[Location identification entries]
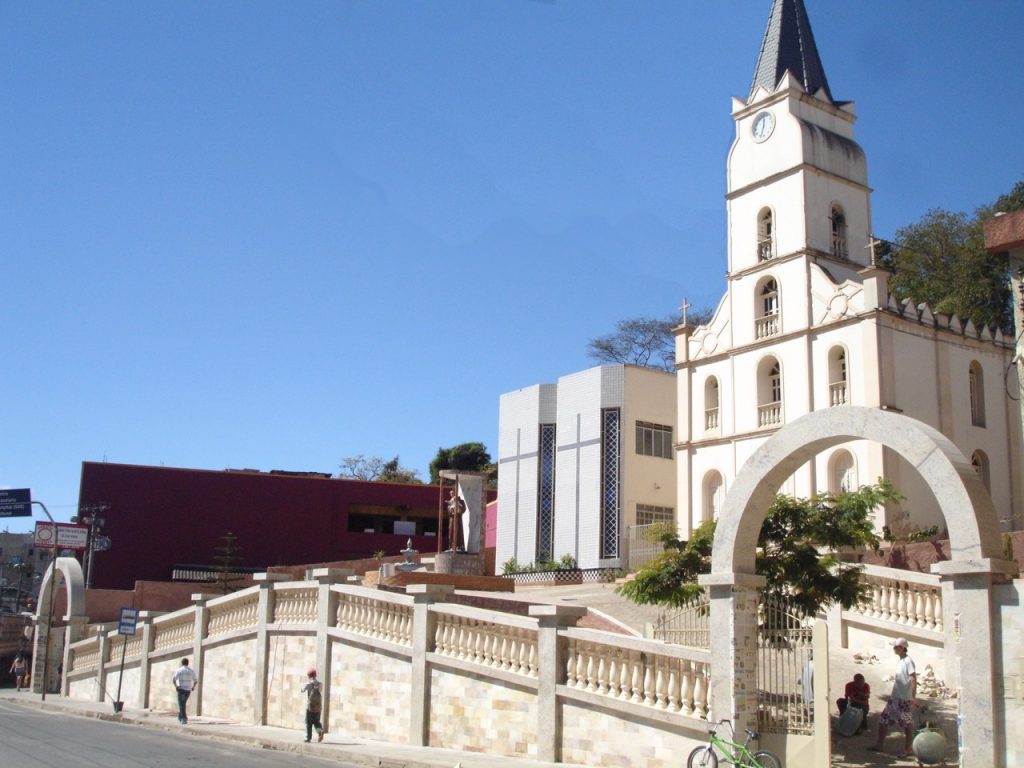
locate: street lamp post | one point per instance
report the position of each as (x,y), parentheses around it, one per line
(53,592)
(89,515)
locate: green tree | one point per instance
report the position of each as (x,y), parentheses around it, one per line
(643,341)
(374,468)
(795,553)
(226,561)
(941,260)
(471,457)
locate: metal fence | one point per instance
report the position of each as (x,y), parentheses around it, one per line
(641,549)
(785,700)
(689,626)
(566,576)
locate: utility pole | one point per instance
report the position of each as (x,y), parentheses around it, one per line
(90,515)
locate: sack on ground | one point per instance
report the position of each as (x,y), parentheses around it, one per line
(849,721)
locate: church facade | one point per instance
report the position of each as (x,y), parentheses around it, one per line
(807,323)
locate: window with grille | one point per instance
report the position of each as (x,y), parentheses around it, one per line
(654,439)
(648,514)
(546,495)
(977,386)
(610,481)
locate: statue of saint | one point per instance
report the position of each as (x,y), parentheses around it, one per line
(456,507)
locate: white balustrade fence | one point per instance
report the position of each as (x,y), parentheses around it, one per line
(386,651)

> [TASK BRIEF] Copy out everything from the line containing "locate: church facade" down to the end of the records, reproducing each line without any change.

> [EXERCISE SOLUTION]
locate: church facade | one point per instance
report the position of each as (x,y), parentheses around it, one per line
(807,323)
locate: window with grille | one point per instance
report the position of each as (x,y), parentheses around it, one per line
(654,439)
(648,514)
(546,495)
(977,386)
(610,481)
locate: statue of saint | one point per instance
report the position of each as (x,y), parentheses around it, one per line
(456,507)
locate: white balustrade fence | one point per instance
report the position of each as (x,y), parentheses around it, one per line
(386,651)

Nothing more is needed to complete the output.